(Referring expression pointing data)
• • • • •

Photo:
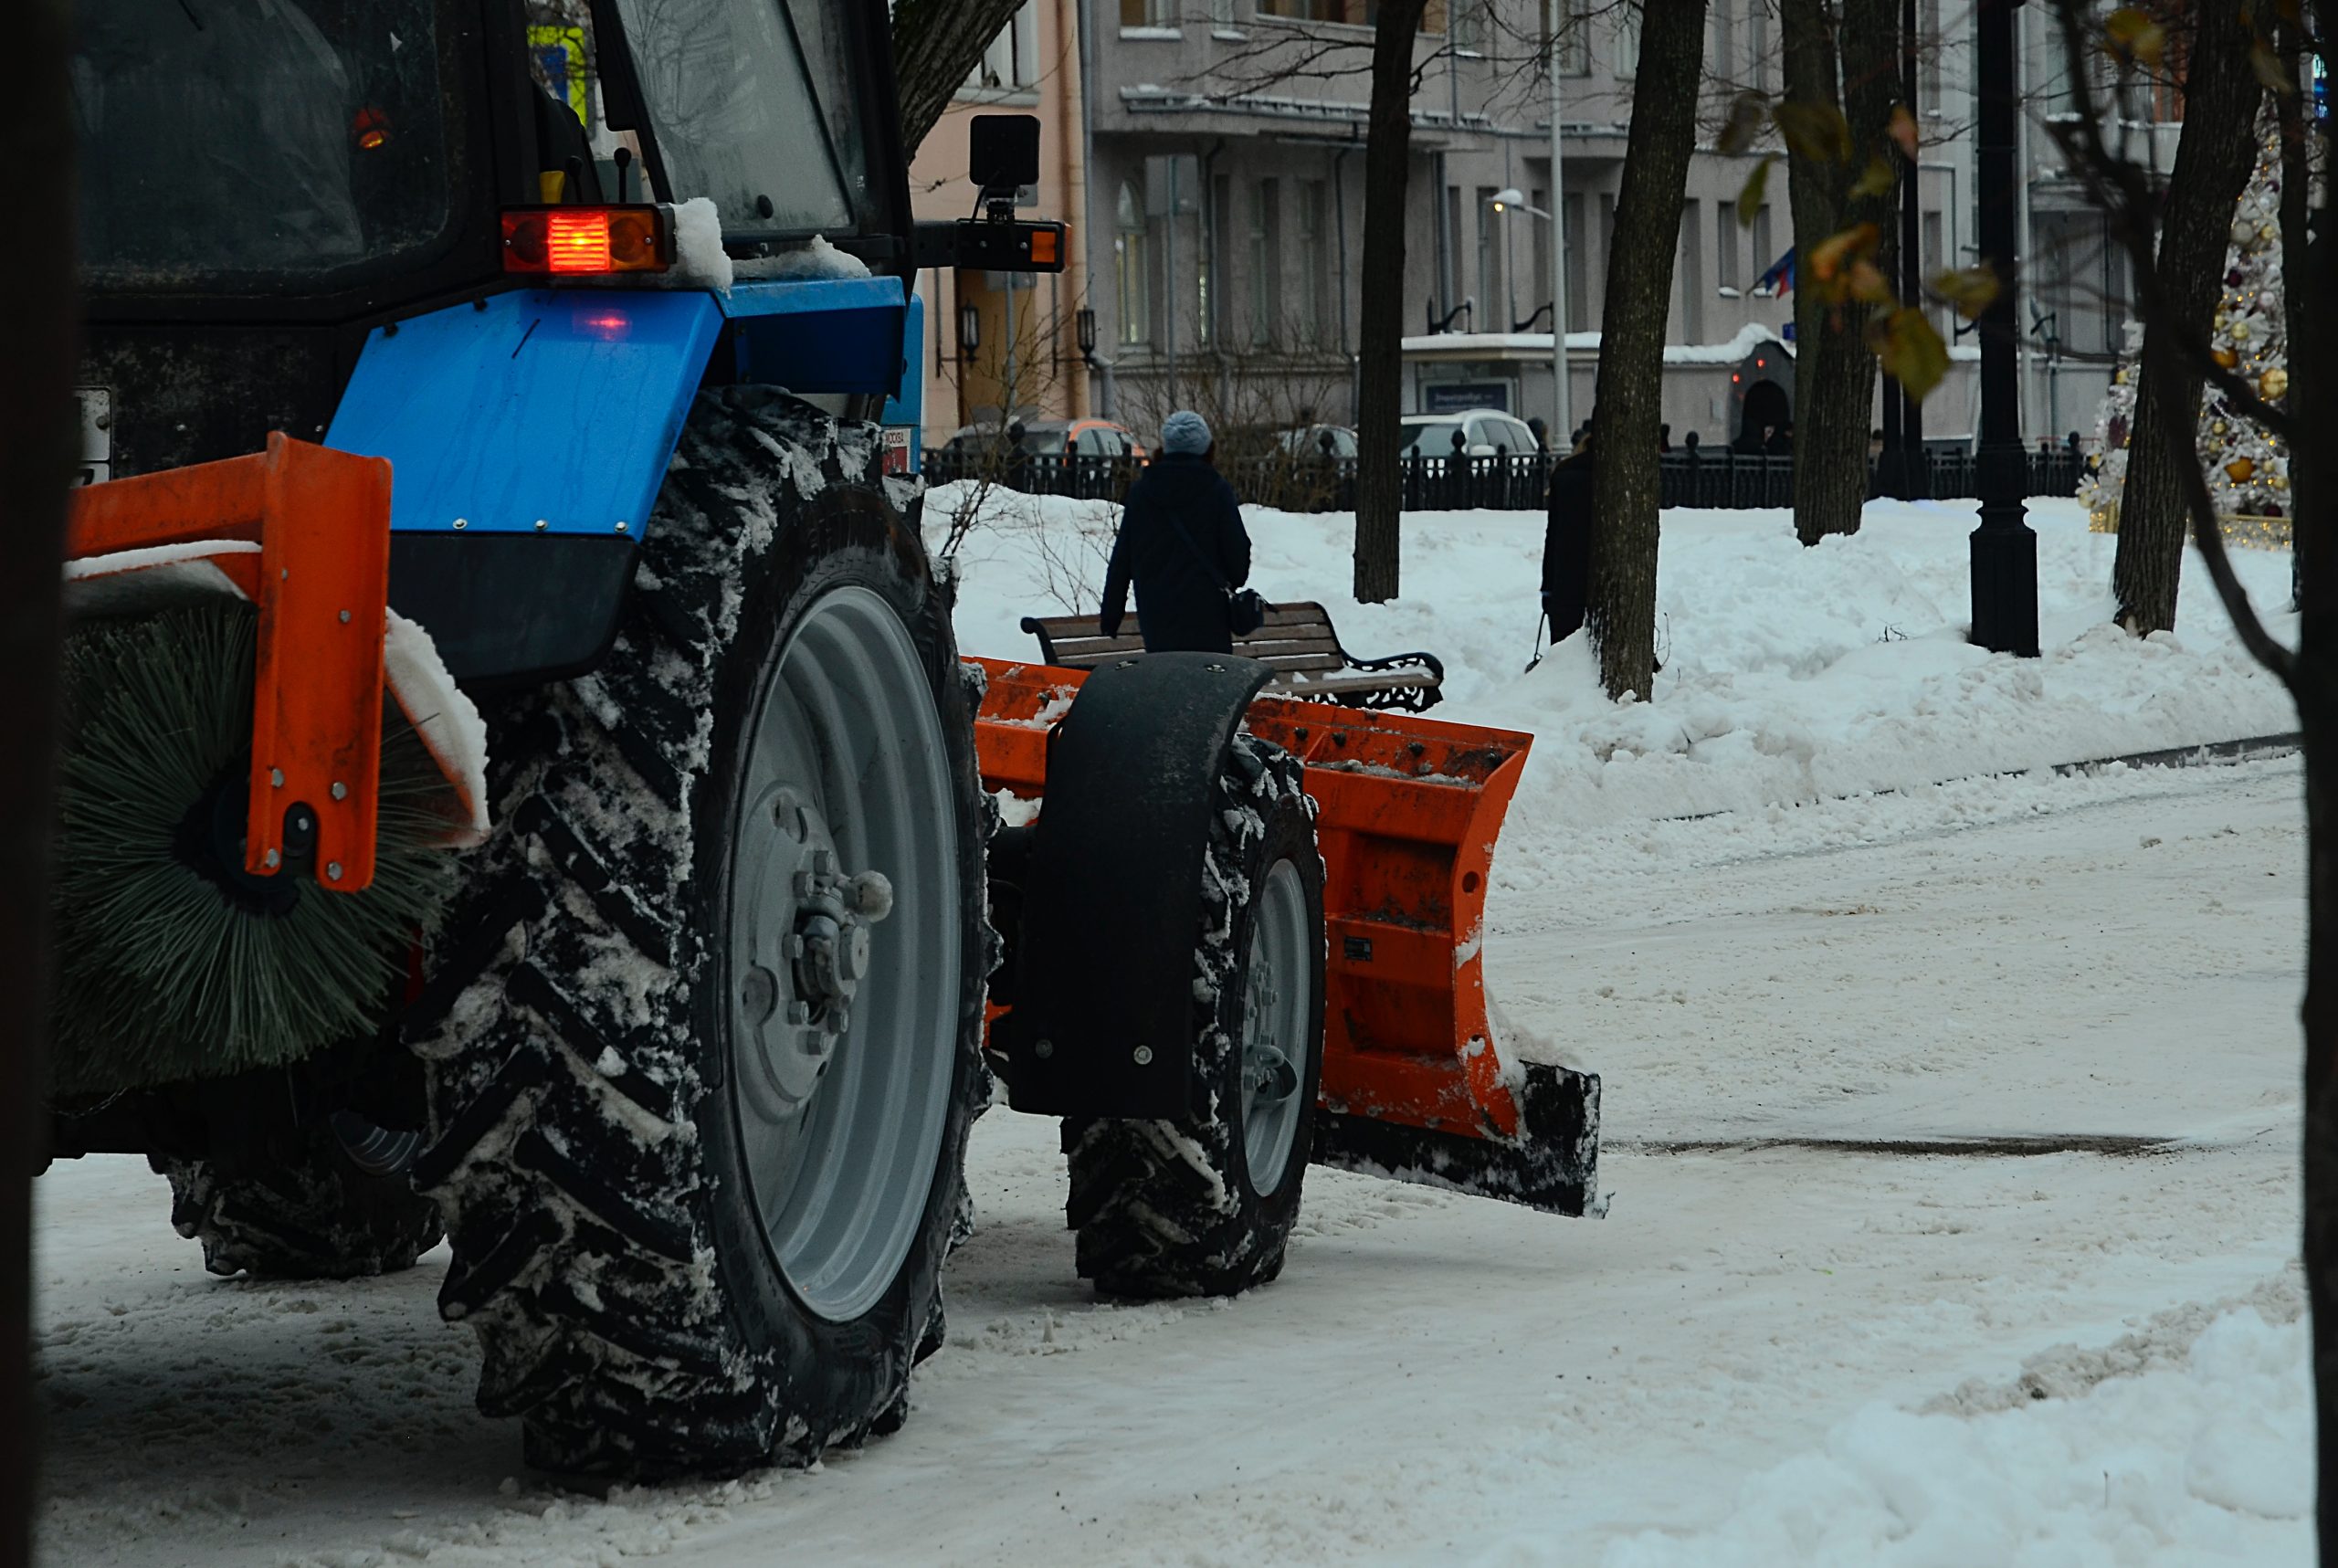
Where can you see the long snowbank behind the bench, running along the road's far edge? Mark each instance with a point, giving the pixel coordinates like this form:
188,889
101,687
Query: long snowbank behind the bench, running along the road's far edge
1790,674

• • • • •

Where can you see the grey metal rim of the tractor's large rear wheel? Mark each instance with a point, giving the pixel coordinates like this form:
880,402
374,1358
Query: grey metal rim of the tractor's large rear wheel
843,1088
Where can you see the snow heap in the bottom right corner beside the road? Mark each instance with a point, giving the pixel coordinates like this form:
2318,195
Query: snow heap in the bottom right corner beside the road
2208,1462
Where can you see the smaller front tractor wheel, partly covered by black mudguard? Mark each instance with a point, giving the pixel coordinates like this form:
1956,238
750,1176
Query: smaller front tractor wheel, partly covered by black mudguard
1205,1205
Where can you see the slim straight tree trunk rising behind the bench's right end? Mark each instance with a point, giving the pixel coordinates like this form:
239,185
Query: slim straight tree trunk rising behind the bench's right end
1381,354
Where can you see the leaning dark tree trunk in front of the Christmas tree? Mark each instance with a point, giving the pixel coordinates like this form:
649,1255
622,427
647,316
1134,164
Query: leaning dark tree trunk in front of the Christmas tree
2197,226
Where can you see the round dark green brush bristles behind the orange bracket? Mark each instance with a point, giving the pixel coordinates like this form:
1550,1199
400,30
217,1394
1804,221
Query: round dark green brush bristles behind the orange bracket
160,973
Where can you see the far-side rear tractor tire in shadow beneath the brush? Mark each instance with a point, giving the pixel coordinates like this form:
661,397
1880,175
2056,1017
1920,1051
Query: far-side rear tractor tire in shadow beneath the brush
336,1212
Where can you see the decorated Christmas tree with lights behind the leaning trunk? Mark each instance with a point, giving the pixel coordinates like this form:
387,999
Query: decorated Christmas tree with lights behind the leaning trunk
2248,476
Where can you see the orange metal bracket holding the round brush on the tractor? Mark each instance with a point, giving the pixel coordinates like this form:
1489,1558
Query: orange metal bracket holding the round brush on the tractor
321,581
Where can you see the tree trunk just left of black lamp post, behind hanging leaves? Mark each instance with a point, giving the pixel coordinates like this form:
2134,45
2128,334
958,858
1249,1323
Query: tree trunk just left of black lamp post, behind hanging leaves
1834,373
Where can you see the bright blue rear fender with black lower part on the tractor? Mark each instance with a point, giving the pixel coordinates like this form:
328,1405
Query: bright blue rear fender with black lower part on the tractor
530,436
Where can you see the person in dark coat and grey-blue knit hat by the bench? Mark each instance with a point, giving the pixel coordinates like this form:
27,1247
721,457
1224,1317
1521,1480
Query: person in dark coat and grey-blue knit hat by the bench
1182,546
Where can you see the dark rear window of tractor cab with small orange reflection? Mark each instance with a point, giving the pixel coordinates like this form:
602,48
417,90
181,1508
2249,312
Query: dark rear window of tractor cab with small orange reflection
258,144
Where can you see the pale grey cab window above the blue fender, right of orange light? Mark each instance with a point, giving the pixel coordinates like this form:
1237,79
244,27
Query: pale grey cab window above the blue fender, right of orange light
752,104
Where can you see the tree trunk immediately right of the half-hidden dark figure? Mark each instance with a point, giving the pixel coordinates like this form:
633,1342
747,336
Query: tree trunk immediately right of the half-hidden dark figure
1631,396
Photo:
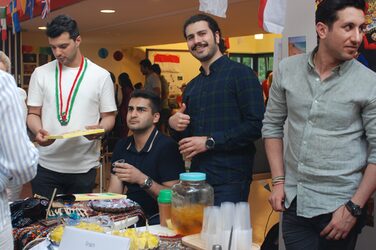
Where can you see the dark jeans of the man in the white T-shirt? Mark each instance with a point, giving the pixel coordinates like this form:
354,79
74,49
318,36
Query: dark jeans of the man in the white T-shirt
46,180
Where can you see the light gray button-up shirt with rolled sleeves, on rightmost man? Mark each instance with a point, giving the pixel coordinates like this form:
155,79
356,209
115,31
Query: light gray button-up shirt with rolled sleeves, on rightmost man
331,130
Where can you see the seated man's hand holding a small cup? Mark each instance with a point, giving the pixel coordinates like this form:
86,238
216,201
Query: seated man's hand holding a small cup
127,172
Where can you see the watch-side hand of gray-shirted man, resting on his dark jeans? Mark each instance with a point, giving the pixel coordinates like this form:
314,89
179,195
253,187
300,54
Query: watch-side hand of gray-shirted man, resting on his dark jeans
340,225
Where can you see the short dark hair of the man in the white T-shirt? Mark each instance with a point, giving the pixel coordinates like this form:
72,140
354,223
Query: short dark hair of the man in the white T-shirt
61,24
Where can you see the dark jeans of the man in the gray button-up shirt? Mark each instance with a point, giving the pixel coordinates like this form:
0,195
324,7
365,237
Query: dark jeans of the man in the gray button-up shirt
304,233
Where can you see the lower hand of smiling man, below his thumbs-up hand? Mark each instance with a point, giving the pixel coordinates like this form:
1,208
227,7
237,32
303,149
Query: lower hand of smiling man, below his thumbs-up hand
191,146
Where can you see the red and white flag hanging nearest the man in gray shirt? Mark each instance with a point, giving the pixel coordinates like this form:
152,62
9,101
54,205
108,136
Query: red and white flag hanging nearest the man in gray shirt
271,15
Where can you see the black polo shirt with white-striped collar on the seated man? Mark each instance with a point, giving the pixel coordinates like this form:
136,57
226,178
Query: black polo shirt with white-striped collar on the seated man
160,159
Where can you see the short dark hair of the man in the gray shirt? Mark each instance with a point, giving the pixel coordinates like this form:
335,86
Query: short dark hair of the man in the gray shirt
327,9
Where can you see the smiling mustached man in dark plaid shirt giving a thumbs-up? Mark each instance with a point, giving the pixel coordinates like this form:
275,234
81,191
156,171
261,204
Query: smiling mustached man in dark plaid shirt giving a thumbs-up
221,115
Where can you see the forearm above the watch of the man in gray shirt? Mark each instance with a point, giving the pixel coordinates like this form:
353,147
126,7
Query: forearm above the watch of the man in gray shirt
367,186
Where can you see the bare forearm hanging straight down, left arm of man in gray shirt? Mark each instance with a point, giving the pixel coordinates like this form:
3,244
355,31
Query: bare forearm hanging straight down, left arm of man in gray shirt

• • • • •

Task to carry out. Count the lines of the records that contain the word "bare". Give only the count.

Expected answer. 2